• **About this task**
In your copy, include every record exactly and no pictures.

[Data records — start]

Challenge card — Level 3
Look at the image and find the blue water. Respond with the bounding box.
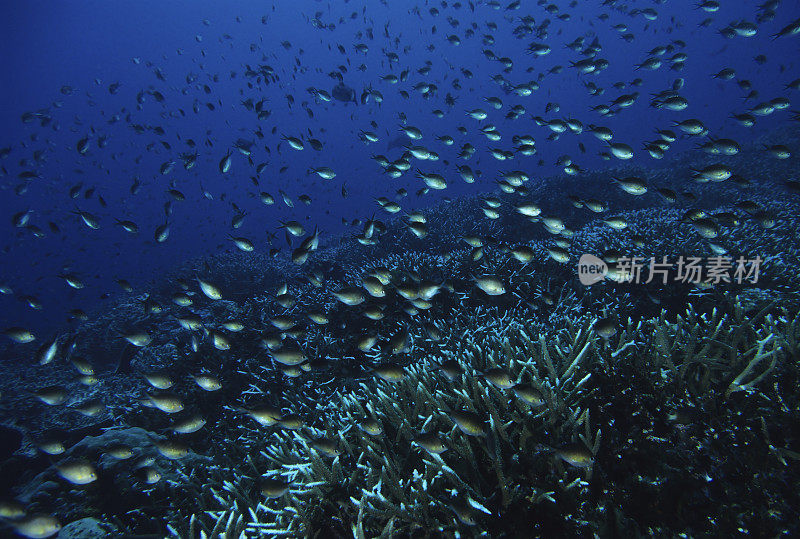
[1,0,797,335]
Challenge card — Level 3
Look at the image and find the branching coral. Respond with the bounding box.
[162,294,796,538]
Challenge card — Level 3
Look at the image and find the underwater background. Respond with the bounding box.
[1,0,799,537]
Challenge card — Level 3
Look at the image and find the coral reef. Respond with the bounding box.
[1,128,799,537]
[166,297,799,537]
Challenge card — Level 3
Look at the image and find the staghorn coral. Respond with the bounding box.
[165,296,797,538]
[2,129,799,537]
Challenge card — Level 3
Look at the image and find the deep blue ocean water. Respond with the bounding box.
[1,0,797,334]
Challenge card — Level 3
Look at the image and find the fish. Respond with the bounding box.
[56,460,98,485]
[13,515,62,538]
[241,405,282,427]
[374,363,405,382]
[612,176,648,195]
[357,417,383,436]
[197,278,222,300]
[474,276,505,295]
[34,386,68,406]
[260,477,291,498]
[481,368,516,389]
[332,287,365,306]
[144,372,174,390]
[229,236,254,252]
[4,327,35,343]
[449,410,485,437]
[155,441,188,459]
[555,444,595,468]
[171,415,207,434]
[513,385,545,407]
[147,393,184,414]
[192,374,222,391]
[415,432,448,454]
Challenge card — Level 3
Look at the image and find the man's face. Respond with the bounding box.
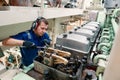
[34,21,48,36]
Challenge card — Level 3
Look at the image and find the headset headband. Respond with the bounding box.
[31,17,45,30]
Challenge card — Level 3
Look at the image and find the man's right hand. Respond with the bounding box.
[23,41,36,48]
[43,39,50,45]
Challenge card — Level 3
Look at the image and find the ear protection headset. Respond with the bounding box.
[31,17,45,30]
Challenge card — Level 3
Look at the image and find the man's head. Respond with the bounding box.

[Data records — finish]

• **Reply**
Challenge card — Level 3
Look at the image and find the blue water. Respond with the bounding box.
[1,0,797,335]
Challenge card — Level 3
Look at the image and find the branching coral. Respond with the bounding box.
[162,294,796,538]
Challenge card — Level 3
Look at the image and find the underwater background. Respond with the bounding box.
[1,0,799,537]
Challenge card — Level 3
Look at the image and find the coral reef. Respond with the bounding box.
[1,128,799,537]
[166,297,799,537]
Challenge card — Level 3
Look at the image and find the staghorn coral. Respond with the bounding box.
[165,296,797,538]
[2,129,799,537]
Challenge card — Level 3
Look at the image and find the deep blue ocean water. Respond with the bounding box.
[1,0,797,334]
Challenge card — Level 3
Look at the image and find the fish. Respond with the bounding box.
[56,460,98,485]
[13,515,62,538]
[241,405,282,427]
[374,363,405,382]
[612,176,648,195]
[357,417,383,436]
[197,278,222,300]
[474,276,505,295]
[34,386,68,406]
[260,477,291,498]
[481,368,516,389]
[332,287,365,306]
[144,372,174,390]
[229,236,254,252]
[4,327,35,343]
[449,410,485,437]
[155,441,188,459]
[555,444,595,468]
[171,415,207,434]
[513,385,545,407]
[147,393,184,414]
[192,374,222,391]
[415,432,448,454]
Challenge card — Level 3
Look at the image and find the man's face. Respond with the bounding box.
[34,21,48,36]
Challenge card — Level 3
Look at the image and find the headset headband. Respond with the bounding box.
[31,17,45,30]
Challenge card — Level 3
Look at the image and find the man's right hand. Respond with the bounding box.
[23,41,36,48]
[43,39,50,45]
Challenge card — Level 3
Look at the image and find the ear protection headset. Respond with the bounding box.
[31,17,45,30]
Challenge card — Level 3
Look at the image and find the man's head. Respond with the bounding box.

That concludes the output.